• To do
1/ Using the article on Ivaylo Rusenov below, decide whether each statement agrees with it: (a) he placed second at the 1998 World Junior Championship; (b) he moved to Plovdiv in 2003; (c) his personal best as a long jumper is 7.95. Answer yes or no for each and quote the words of the article that decide it.
2/ Count the lines of the listing that contain the string "jersey", with case counting, and give only the number.

• Excerpted text
= Ivaylo Rusenov =

Bulgarian triple jumper

Ivaylo Rusenov (Cyrillic: Ивайло Русенов; born 9 September 1979) is a retired Bulgarian triple jumper. He was born in Pleven on 09.09 1979. Ivaylo started training at the age of 12, coached by Svetoslav Topuzov. Ivaylo was working hard, his talent in the triple jump was not unnoticed, and soon the results came. He is Balkan record holder in the triple jump with 16.53 m. He competed in the 1998 World Junior Championship, where he placed second with a result of 16.65 m. One year later during the European U23 Championship, he ended on sixth place again with great result of 16.34 m. In 2000 he was sent to represent Bulgaria in the Olympic Games in Sydney. In 2001 during the European U23 Championship in Amsterdam, he placed eighth with a result of 16.12 m.

Ivaylo moved to Plovdiv in 2002, where he was trained by Stoyko Tsonov, triple jumper and coach. Ivaylo competed in the World Championship in Paris 2003, where he placed tenth with a result of 16.66 m. and later the same year he placed fifth in the World Athletics Final in Monaco with a result of 16.70 m. In June he jumped 17.12 m. (personal best) during the European Cup in Valenje. He went to the 2004 Summer Olympic Games in Atina.

As a long jumper he has a personal best of 7.95.

In 2005 Ivaylo Rusenov started a career as a coach. Till that day he has over 250 medals from National Championships, half of those golden. 5 medals from Balkan Championships. He coached Rumen Dimitrov (triple jumper), who became Balkan champion in 2015, competed in the Olympic Games 2016 (final), finalist during both European indoor and outdoor Championships.

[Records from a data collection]
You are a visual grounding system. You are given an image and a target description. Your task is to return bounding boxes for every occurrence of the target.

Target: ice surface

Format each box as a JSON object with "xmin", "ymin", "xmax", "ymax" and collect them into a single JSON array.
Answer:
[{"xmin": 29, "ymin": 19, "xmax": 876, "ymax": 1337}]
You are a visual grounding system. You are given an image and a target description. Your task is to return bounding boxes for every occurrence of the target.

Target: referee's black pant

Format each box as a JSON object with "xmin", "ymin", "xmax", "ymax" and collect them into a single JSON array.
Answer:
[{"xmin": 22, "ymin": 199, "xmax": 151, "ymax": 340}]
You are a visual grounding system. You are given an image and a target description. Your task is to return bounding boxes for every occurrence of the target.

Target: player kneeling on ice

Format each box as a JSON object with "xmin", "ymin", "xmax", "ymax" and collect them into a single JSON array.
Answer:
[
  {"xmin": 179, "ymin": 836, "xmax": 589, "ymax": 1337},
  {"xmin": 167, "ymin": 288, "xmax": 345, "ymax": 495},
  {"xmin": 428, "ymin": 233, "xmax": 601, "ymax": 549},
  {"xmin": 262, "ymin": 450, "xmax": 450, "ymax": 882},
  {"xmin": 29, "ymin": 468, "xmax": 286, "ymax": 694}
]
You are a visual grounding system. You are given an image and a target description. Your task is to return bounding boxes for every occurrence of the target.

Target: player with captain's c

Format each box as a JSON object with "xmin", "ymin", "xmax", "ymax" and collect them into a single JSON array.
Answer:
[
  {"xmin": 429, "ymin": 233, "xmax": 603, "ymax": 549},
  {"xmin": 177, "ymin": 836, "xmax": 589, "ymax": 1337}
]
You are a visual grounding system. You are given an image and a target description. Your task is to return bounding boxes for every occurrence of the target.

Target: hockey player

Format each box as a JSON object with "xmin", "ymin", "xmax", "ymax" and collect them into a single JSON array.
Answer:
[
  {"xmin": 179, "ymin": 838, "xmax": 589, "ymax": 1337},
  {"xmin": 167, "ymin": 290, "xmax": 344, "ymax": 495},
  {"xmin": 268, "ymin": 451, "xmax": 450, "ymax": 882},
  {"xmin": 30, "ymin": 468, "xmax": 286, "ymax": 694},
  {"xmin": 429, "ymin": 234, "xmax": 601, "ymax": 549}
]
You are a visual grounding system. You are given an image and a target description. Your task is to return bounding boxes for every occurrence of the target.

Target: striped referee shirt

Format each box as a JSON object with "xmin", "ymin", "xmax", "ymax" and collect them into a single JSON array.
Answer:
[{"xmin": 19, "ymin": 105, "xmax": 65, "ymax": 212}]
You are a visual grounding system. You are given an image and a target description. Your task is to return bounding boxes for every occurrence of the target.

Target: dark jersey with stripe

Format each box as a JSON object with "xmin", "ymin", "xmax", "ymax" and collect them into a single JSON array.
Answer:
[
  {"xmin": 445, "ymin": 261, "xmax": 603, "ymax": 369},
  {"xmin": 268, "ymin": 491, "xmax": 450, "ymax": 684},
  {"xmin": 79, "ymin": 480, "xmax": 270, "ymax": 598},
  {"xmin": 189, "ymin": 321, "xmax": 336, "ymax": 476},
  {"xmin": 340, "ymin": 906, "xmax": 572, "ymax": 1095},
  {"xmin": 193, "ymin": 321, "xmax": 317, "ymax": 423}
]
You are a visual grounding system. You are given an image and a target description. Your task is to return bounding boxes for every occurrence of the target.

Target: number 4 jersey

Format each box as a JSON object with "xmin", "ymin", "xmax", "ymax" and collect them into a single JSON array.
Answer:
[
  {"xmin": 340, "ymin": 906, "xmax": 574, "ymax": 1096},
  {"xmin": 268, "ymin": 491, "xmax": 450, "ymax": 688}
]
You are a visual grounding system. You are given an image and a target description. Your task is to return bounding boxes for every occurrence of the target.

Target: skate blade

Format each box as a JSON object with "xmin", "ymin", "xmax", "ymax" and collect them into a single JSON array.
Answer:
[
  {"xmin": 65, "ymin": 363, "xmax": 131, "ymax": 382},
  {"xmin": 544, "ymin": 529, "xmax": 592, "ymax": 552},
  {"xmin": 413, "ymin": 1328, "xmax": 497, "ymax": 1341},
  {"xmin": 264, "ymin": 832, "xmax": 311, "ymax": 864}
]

• Answers to the exercise
1/
(a) Yes: "He competed in the 1998 World Junior Championship, where he placed second with a result of 16.65 m."
(b) No: "Ivaylo moved to Plovdiv in 2002"
(c) Yes: "As a long jumper he has a personal best of 7.95."

2/ 2